> [What you are asked to do] In all the records below, substitute "point" for every "dot" and change nothing else. Leave the pictures out of your answer.

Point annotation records
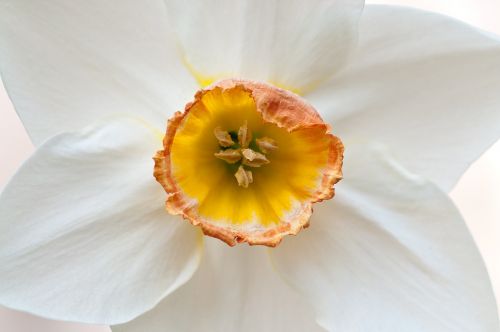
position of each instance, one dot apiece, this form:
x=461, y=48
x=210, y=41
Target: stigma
x=245, y=161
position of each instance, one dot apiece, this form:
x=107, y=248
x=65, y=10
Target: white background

> [Correct output]
position of each instance, one point apiece, this form:
x=461, y=48
x=210, y=41
Target: stigma
x=245, y=161
position of each instance, one point apiece, this form:
x=107, y=248
x=65, y=10
Target: white background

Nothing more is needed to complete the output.